Brief
Convert the records below into a Markdown table with a "Row" column and a "Line" column. Give each line its own numbered row and leave out blank lines.

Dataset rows
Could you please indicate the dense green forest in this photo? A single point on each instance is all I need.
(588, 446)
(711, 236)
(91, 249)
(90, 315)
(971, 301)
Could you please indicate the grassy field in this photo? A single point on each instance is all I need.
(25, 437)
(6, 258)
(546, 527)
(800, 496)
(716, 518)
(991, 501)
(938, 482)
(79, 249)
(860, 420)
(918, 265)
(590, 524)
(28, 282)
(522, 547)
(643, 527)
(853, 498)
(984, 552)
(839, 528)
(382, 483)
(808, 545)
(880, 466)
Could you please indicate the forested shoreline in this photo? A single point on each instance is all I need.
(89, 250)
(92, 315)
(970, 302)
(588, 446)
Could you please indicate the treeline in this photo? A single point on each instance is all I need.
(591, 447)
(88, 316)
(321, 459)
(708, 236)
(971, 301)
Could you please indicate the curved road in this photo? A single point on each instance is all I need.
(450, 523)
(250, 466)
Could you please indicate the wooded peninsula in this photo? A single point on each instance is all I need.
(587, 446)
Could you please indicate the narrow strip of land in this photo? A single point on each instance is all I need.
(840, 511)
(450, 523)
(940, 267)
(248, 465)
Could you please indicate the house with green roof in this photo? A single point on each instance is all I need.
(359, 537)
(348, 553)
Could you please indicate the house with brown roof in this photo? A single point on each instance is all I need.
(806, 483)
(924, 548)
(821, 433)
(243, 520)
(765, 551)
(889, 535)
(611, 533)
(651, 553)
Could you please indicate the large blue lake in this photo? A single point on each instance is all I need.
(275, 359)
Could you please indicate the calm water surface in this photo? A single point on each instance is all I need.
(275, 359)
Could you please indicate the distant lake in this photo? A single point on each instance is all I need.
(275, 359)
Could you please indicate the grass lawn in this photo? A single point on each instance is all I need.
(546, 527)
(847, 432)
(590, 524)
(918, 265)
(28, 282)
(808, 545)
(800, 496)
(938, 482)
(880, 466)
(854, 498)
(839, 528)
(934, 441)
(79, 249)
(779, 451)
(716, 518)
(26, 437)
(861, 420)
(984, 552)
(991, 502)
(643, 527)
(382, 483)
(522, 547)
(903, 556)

Full answer
| Row | Line |
|---|---|
| 1 | Could you please indicate the dense green forest in this photo? A single point on each instance is all I need. |
| 2 | (588, 446) |
| 3 | (711, 236) |
| 4 | (91, 249) |
| 5 | (90, 315) |
| 6 | (971, 301) |
| 7 | Could you please indicate the grassy field in this photo? A single point on each instance is all I need. |
| 8 | (25, 437) |
| 9 | (6, 258) |
| 10 | (546, 527) |
| 11 | (800, 496) |
| 12 | (716, 518) |
| 13 | (991, 501) |
| 14 | (938, 482) |
| 15 | (79, 249) |
| 16 | (860, 420) |
| 17 | (918, 265) |
| 18 | (590, 524) |
| 19 | (28, 282) |
| 20 | (522, 547) |
| 21 | (643, 527) |
| 22 | (853, 498) |
| 23 | (984, 552) |
| 24 | (839, 528) |
| 25 | (382, 483) |
| 26 | (808, 545) |
| 27 | (880, 466) |
| 28 | Could you please indicate the forested shoreline in this photo? A single point on each instance is all I need. |
| 29 | (89, 250) |
| 30 | (92, 315) |
| 31 | (970, 302) |
| 32 | (588, 446) |
| 33 | Could you please indicate the treeline in this photo? A single point on each instance is all I need. |
| 34 | (591, 447) |
| 35 | (88, 316) |
| 36 | (321, 459) |
| 37 | (708, 236) |
| 38 | (971, 301) |
| 39 | Could you please indicate the curved road in this photo? A single point on each instance is all I need. |
| 40 | (450, 523) |
| 41 | (250, 466) |
| 42 | Could you please indicate the wooded peninsula in this photo? A single point on each instance is all I need. |
| 43 | (587, 446) |
| 44 | Could you please indicate the narrow strip of land in this photo? A single point on each instance is all I need. |
| 45 | (840, 511) |
| 46 | (450, 523) |
| 47 | (940, 267) |
| 48 | (248, 465) |
| 49 | Could you please indicate the house with green roof in this photo? A single point on each instance is all I need. |
| 50 | (359, 537) |
| 51 | (348, 553) |
| 52 | Could you please indicate the house with brown roof in this photo? A single point on each instance is all I need. |
| 53 | (806, 483) |
| 54 | (924, 548) |
| 55 | (821, 433) |
| 56 | (243, 520) |
| 57 | (765, 551) |
| 58 | (889, 535) |
| 59 | (611, 533) |
| 60 | (651, 553) |
| 61 | Could you please indicate the large blue lake in this photo? A single point on each instance is all I need. |
| 62 | (275, 359) |
| 63 | Could you please indicate the calm water surface in this photo? A single point on each instance is all I need. |
| 64 | (275, 359) |
| 65 | Could you please indicate the distant lake in this photo? A single point on each instance is all I need. |
| 66 | (275, 359) |
| 67 | Could you please indicate the grass lawn in this photo? A single point on each instance is all I need. |
| 68 | (546, 527) |
| 69 | (847, 432) |
| 70 | (590, 524) |
| 71 | (918, 265) |
| 72 | (28, 282) |
| 73 | (808, 545) |
| 74 | (800, 496) |
| 75 | (938, 482) |
| 76 | (880, 466) |
| 77 | (854, 498) |
| 78 | (839, 528) |
| 79 | (934, 441) |
| 80 | (79, 249) |
| 81 | (779, 451) |
| 82 | (716, 518) |
| 83 | (26, 437) |
| 84 | (861, 420) |
| 85 | (984, 552) |
| 86 | (991, 502) |
| 87 | (643, 527) |
| 88 | (382, 483) |
| 89 | (522, 547) |
| 90 | (903, 556) |